▸ TESTO FORNITO
--
Il Tribunale, espletata C.T.U., aveva riconosciuto la sussistenza di un danno biologico nella misura del 20% e condannato l’Azienda al pagamento della somma di Euro 25.104,05.

La Corte territoriale, decidendo sull’impugnazione del lavoratore, rinnovata la C.T.U., aveva quantificato il danno biologico nella misura del 34% e determinato il danno nella somma, già capitalizzata, di Euro 44.080,99.

Il lavoratore ricorre in Cassazione e rileva che con l’atto di impugnazione aveva chiesto alla Corte d’appello di riformare la sentenza di primo grado nella parte in cui non aveva riconosciuto il suo diritto a “percepire le retribuzioni relative ai mesi compresi tra maggio 1999 e gennaio 2001 e ad ottenere il rimborso della riduzione del 10% effettuata per tre mesi, il rimborso della riduzione del 50% operata nelle retribuzioni nei sei mesi antecedenti al maggio 1999, oltre la XIII mensilità e l’indennità per l’assorbimento di radiazioni inonizzanti.

Il motivo è fondato.

Effettivamente il lavoratore aveva richiesto, con il ricorso di primo grado, anche la corresponsione delle differenze retributive, che il Tribunale aveva pronunciato su tale richiesta evidenziando che l’asserito mancato pagamento non risultava dai documenti prodotti dall’Azienda, che sul punto era stato formulato specifico motivo di appello.

Con il secondo motivo il ricorrente censura la sentenza impugnata per essersi limitata a condividere le risultanze della C.T.U. senza considerare la documentazione sanitaria prodotta che tali risultanze smentivano.

Il motivo è inammissibile.

Il fatto storico è stato esaminato dalla Corte territoriale, che ha ritenuto di quantificare il danno biologico permanente sulla base degli esiti della disposta C.T.U. le cui conclusioni ha valutato di condividere, anche alla luce dei chiarimenti forniti dall’ausiliare, contenenti una risposta alle note critiche dell’appellante.
--
Secondo il testo fornito, in quale misura la Corte territoriale ha quantificato il danno biologico dopo aver rinnovato la C.T.U.?
--
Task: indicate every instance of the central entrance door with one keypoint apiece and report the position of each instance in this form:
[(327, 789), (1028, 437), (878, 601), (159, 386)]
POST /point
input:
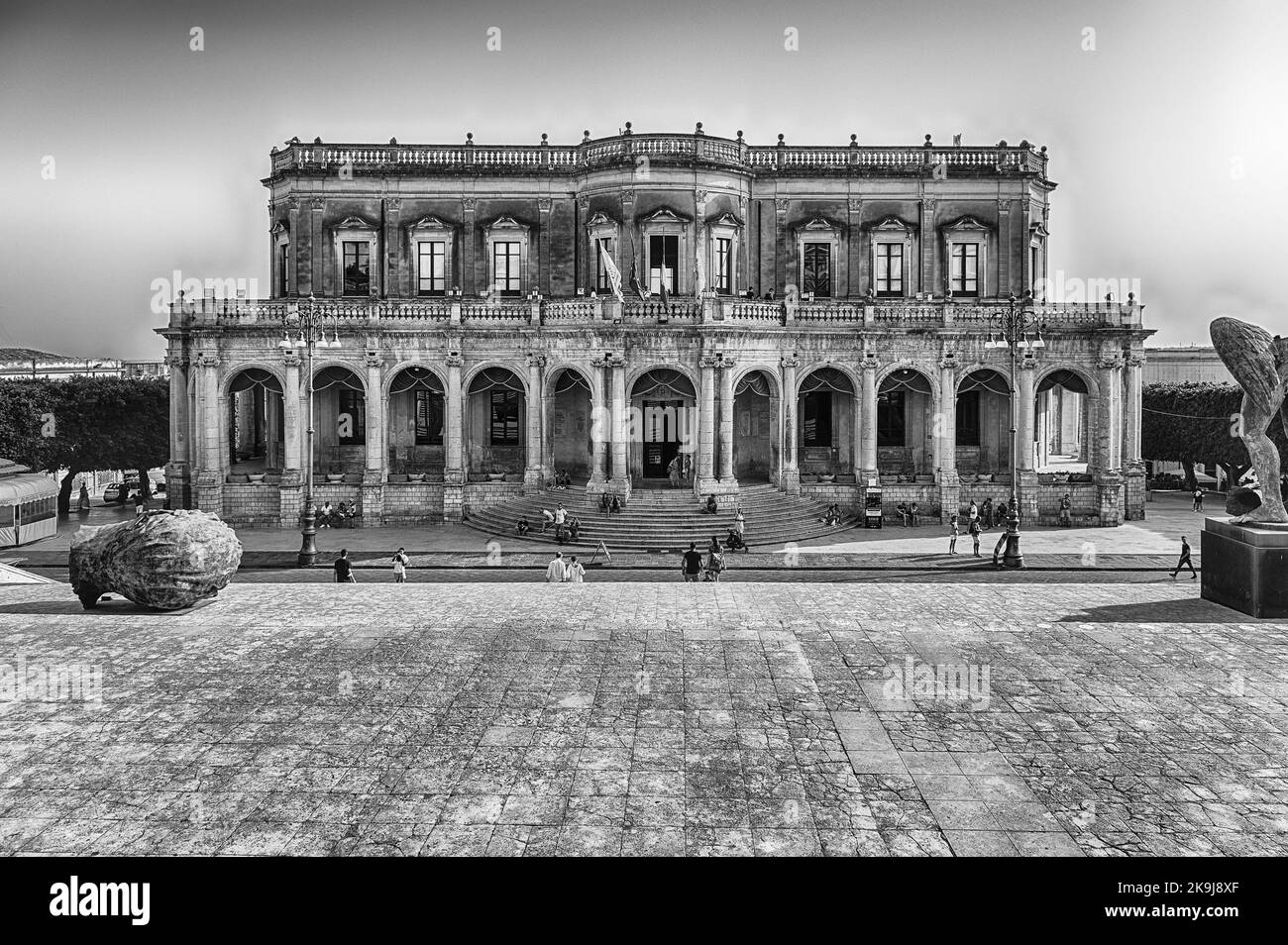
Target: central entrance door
[(661, 437)]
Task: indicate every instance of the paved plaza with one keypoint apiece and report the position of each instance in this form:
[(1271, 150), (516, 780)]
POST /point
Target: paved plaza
[(754, 718)]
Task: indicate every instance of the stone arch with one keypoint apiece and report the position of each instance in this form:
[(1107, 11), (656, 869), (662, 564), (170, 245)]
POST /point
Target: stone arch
[(472, 373), (390, 373)]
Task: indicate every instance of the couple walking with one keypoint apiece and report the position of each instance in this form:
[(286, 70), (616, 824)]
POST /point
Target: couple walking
[(561, 572)]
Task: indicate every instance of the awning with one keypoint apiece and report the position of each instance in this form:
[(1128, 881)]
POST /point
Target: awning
[(26, 486)]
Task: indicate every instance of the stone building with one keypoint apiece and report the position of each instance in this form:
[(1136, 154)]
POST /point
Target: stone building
[(819, 318)]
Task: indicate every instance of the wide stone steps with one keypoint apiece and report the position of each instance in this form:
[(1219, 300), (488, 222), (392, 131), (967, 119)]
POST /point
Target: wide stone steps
[(662, 519)]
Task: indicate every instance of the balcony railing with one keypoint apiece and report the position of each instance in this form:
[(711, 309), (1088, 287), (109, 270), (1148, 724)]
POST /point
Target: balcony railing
[(881, 314), (661, 149)]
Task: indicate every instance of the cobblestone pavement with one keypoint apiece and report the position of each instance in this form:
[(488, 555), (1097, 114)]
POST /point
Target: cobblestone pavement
[(647, 718)]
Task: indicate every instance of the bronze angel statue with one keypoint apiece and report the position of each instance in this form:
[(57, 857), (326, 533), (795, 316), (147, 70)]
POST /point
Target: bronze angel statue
[(1260, 365)]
--
▸ RISULTATO ATTESO
Nella misura del 34%.